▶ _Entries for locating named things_
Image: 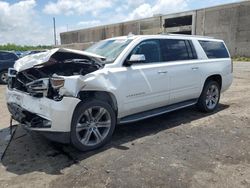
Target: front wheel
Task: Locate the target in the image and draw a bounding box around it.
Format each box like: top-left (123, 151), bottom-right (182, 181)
top-left (71, 100), bottom-right (116, 151)
top-left (197, 80), bottom-right (220, 112)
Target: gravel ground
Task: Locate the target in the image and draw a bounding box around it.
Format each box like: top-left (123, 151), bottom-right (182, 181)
top-left (0, 62), bottom-right (250, 188)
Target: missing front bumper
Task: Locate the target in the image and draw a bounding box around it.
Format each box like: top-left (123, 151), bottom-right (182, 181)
top-left (7, 103), bottom-right (52, 128)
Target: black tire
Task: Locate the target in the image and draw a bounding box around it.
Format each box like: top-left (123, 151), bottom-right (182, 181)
top-left (196, 80), bottom-right (220, 113)
top-left (0, 70), bottom-right (8, 84)
top-left (70, 99), bottom-right (116, 151)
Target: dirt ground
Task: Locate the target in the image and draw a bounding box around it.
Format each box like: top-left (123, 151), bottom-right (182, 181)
top-left (0, 62), bottom-right (250, 188)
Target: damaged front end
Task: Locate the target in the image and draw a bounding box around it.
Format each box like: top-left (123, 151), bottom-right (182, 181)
top-left (6, 49), bottom-right (104, 133)
top-left (8, 49), bottom-right (104, 101)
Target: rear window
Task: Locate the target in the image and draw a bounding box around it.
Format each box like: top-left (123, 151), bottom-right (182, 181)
top-left (199, 40), bottom-right (229, 59)
top-left (161, 39), bottom-right (197, 61)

▶ _Written task_
How many lines of the data contain the word "front"? Reply with the number alone.

▶ _Complete response_
3